아래 자료에서 "front"라는 단어가 들어 있는 줄을 모두 나열하십시오.

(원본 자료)
----------

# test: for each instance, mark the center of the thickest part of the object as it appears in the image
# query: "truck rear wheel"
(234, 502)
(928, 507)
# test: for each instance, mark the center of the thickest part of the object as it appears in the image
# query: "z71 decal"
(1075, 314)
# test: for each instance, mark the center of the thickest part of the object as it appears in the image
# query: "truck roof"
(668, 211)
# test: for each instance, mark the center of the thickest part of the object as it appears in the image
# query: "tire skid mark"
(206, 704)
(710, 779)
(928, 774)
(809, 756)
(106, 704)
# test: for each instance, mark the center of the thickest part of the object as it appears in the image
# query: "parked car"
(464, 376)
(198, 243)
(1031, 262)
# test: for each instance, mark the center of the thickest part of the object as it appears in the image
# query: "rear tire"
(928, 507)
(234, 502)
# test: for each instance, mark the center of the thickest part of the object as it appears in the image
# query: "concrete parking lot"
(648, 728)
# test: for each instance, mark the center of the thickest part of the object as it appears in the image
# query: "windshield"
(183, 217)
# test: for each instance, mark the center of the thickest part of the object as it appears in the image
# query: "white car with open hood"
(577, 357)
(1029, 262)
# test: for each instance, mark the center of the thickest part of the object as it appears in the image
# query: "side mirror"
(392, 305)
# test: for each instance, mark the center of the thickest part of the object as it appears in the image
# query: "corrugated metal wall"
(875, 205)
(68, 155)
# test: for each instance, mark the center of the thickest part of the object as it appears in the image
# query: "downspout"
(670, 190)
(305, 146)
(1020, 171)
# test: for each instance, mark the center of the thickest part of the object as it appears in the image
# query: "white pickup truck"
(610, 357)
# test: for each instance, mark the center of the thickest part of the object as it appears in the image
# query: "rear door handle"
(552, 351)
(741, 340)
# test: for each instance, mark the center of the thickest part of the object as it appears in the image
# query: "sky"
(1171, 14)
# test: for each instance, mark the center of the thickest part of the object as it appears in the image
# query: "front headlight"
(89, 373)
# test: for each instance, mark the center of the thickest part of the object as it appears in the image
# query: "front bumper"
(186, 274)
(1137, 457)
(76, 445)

----------

● **답변**
# query: "front headlight"
# query: "front bumper"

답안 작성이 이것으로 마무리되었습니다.